EXTRACT>
########################################

Accordingly, a research agenda by Guzman and Lewis (Citation2020) presents the most relevant theoretical background as they discuss the role of advanced technology that mediates human interaction. They summarise the critical role of AI in human-machine communication, considering the ethical aspects of automated media, from required transparency to responsibility (Lewis et al., Citation2019; Montal & Reich, Citation2017). This approach is consistent with the work of Mansell and Steinmueller (Citation2020), highlighting the challenges of coded biases and uncertainties and suggesting policy or regulation react directly (Yadlin-Segal & Oppenheim, Citation2021).

Considering all these, the importance of proposing an exploratory concept that captures the convergence of media and AI is evident. To this end, Trending topics and globally available terminology will be explored first. Such an approach not only aids in identifying and mapping the current phenomena but also allows for insights into anticipated future trends. The primary objective is to develop a conceptual model of AI media to enhance academic debates, inform business strategies, and guide public policy by illustrating how leading topics are interconnected.

Methods and research questions

Goal and research questions

The fundamental goal of this paper is to synthesise and interpret trending topics in the field of AI media. Applying the results, the study also intends to formulate an explorative concept.

In this light, the following research questions were formulated:

RQ1.

What are the trending topics of AI media?

RQ2.

What are the terminology and future perspectives of AI media?

RQ3.

How does a conceptual model represent AI media with definition alternatives?

This paper aims to answer these questions in two steps. First, an academic and non-academic data corpus allows for revealing the trending topics (RQ1). This quantitative analysis precedes and paves the way for manual data scanning, which helps produce a terminology synthesis, definition alternatives and a conceptual model (RQ2, RQ3).

Research design

Before building a research design, how artificial intelligence became a well-known and broadly used technology in society, economy and culture was considered (Feher & Katona Citation2021; Khanzode & Sarode, Citation2020). Therefore, the hypothesis was that specific media-related topics might already be available in the AI context. To test the hypothesis, quantitative and qualitative methods were also included in the research design, as shown in .

Figure 1. Research design.

Figure 1. Research design.

First, data collection was performed on academic databases and non-academic public sources as part of quantitative research: an adequate amount of records were identified in databases and search engines. The time code of the records allowed for the visualisation of a trendline. The next step was to filter the automatically extracted topics to generate a response to RQ1. Details of this quantitative research are available in Section 3.2.1. Second, the extracted topics of the filtered academic and non-academic subcorpora enable us to conduct manual scanning to establish a collective terminology of AI media, answering RQ2. The results allowed the formulation of a conceptual model with definition alternatives as response RQ3. The following section describes the details of this quantitative part. The qualitative research is available in detail via Section 3.2.2.

########################################

ROWS>
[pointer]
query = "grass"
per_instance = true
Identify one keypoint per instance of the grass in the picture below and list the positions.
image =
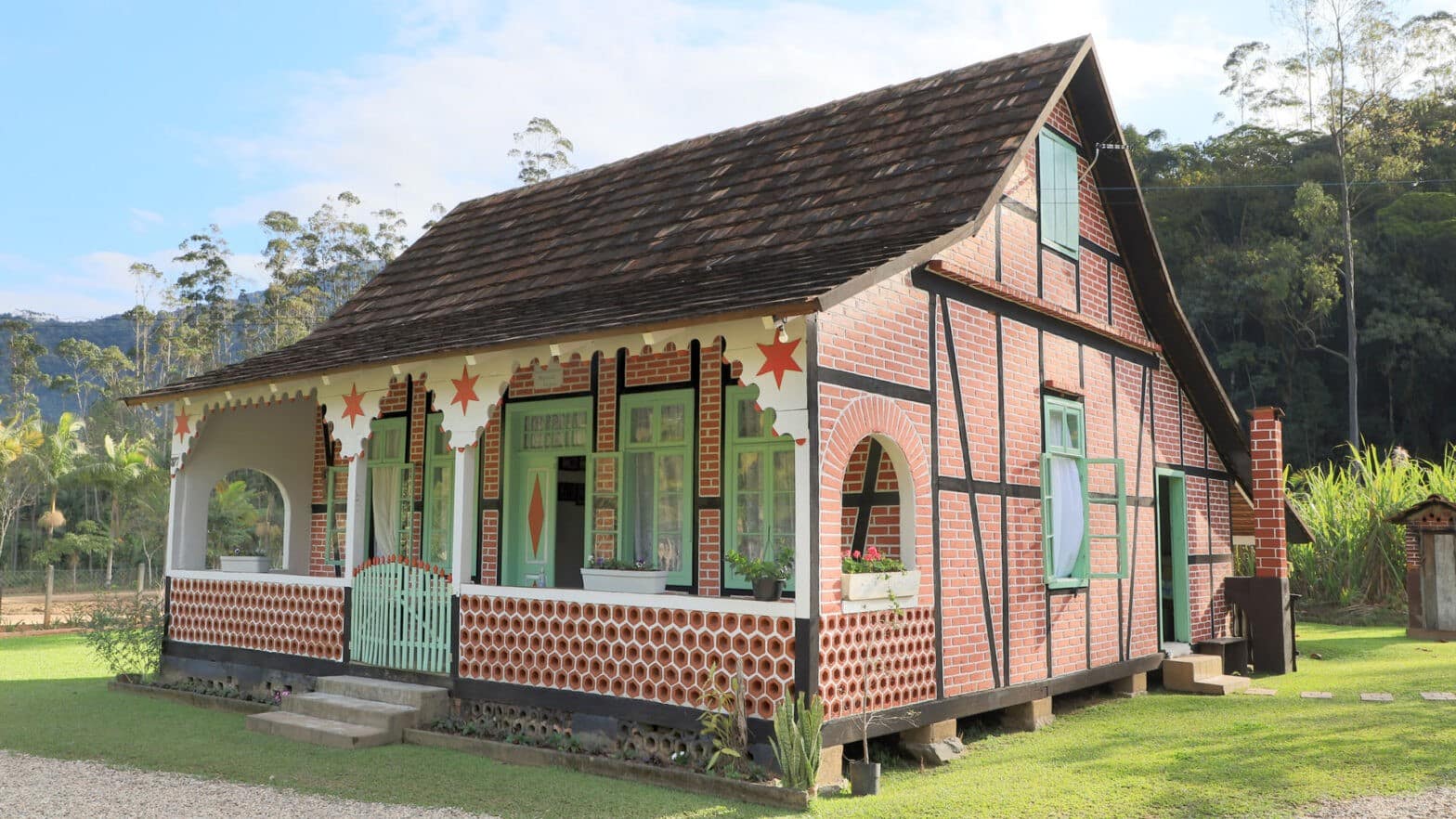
(1158, 755)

########################################

TO DO>
1. Transcribe everything in the AI media passage from "This paper aims" down to "model (RQ2, RQ3).".
2. According to the AI media passage, why was it hypothesized that specific media-related topics might already be available in the AI context?
3. List every research question stated in the AI media passage.
The data has no connection to the AI media passage.

REPLIES>
1.
This paper aims to answer these questions in two steps. First, an academic and non-academic data corpus allows for revealing the trending topics (RQ1). This quantitative analysis precedes and paves the way for manual data scanning, which helps produce a terminology synthesis, definition alternatives and a conceptual model (RQ2, RQ3).

2. Before building the research design, the researchers considered how artificial intelligence had become a well-known and broadly used technology in society, economy and culture. That led to the hypothesis that media-related topics might already exist in the AI context.

3.
RQ1. What are the trending topics of AI media?
RQ2. What are the terminology and future perspectives of AI media?
RQ3. How does a conceptual model represent AI media with definition alternatives?